Teks Hasil Ekstraksi
____
Mengintip Usaha Penyewaan Buku di Kota Denpasar
Laporan I Made Sujaya
BANYAK yang menyebut minat baca masyarakat Bali masih rendah. Memang, satu dasa warsa terakhir mulai terlihat pertumbuhan. Namun, jika dilihat perbandingan antara produksi, penjualan buku serta tingkat kedatangan orang Bali ke perpustakaan dengan jumlah penduduk Bali, tetap saja minat baca orang Bali masih terbilang rendah. Namun belakangan, tempat-tempat penyewaan buku atau taman bacaan di Kota Denpasar semakin bertambah. Namun, serbuan play station serta mudahnya mengakses sumber bacaan di internet menjadi tantangan bagi usaha jasa ini. Sampai kapan usaha ini bisa bertahan? Adakah nasibnya akan sama dengan usaha serupa di kota lain yang banyak gulung tikar seperti Yogya?
MEMANG, tak ada data yang pasti berapa sesungguhnya jumlah usaha penyewaan buku di Kota Denpasar. Namun, jika dibandingkan dengan tahun 1980-an silam, tentu jumlah usaha penyewaan buku di Denpasar saat ini sudah kian bertumbuh.
____
Entri Data
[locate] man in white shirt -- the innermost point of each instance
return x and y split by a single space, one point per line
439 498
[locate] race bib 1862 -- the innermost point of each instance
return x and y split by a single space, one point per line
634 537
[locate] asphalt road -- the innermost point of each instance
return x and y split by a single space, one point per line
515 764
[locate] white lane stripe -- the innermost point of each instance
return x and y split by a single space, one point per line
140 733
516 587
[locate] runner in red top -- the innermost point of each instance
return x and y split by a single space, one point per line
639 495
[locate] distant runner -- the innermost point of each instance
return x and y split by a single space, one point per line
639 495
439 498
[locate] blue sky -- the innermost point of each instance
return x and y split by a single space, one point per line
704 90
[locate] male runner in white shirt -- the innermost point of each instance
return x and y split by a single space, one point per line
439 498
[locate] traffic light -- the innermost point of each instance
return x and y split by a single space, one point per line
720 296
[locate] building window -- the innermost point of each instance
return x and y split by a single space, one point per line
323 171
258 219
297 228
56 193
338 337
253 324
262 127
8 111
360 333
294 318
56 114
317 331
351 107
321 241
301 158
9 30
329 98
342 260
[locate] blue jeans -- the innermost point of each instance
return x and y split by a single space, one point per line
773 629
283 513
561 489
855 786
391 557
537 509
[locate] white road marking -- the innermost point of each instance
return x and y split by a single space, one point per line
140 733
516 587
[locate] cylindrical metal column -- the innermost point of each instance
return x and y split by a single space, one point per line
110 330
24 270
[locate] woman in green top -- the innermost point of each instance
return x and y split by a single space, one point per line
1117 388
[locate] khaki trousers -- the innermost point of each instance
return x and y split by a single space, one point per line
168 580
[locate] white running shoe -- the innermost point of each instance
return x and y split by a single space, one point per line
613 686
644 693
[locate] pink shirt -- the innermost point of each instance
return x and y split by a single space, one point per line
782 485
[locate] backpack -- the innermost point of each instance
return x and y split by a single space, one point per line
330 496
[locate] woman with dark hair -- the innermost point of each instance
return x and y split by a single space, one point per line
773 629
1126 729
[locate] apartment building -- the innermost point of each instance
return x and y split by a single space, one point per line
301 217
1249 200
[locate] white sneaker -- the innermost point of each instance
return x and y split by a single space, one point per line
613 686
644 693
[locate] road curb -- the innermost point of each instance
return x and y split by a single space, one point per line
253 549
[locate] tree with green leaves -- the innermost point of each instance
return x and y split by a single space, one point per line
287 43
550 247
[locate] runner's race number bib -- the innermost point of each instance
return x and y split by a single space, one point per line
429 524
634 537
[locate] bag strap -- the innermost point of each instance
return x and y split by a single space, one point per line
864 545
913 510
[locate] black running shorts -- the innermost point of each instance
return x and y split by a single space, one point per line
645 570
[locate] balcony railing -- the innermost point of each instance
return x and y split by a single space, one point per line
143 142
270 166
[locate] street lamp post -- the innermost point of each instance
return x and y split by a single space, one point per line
____
Soal Latihan
a – Tuliskan kembali secara persis bagian teks tentang penyewaan buku di Denpasar, mulai dari "MEMANG, tak ada" sampai "sudah kian bertumbuh.".
b – Berikan lanjutan teks tentang penyewaan buku di Denpasar, dimulai setelah kalimat terakhir yang tercantum.

Kunci Jawaban
a –
MEMANG, tak ada data yang pasti berapa sesungguhnya jumlah usaha penyewaan buku di Kota Denpasar. Namun, jika dibandingkan dengan tahun 1980-an silam, tentu jumlah usaha penyewaan buku di Denpasar saat ini sudah kian bertumbuh.

b –
Era tahun 1985-an, pecinta komik Ko Ping Ho di kawasan Sanglah, Panjer, Sidakarya dan sekitarnya tentu ingat dengan Taman Bacaan Prasthiwi di bilangan Jalan Watureonggong, Denpasar. Taman bacaan yang dikelola Selamet Asmoro ini masuk jajaran tempat penyewaan buku generasi lawas di Denpasar. Hingga kini, Taman Bacaan Prasthiwi masih bertahan. Bahkan, sudah sampai membuka cabang di kawasan Monang-Maning, Denpasar dengan nama Prima.
“Komik-komik Ko Ping Ho di sini (Prasthiwi) kini ditaruh di Prima, karena di sini tak muat lagi,” tutur Ahmad, sang penjaga Taman Bacaan Prasthiwi.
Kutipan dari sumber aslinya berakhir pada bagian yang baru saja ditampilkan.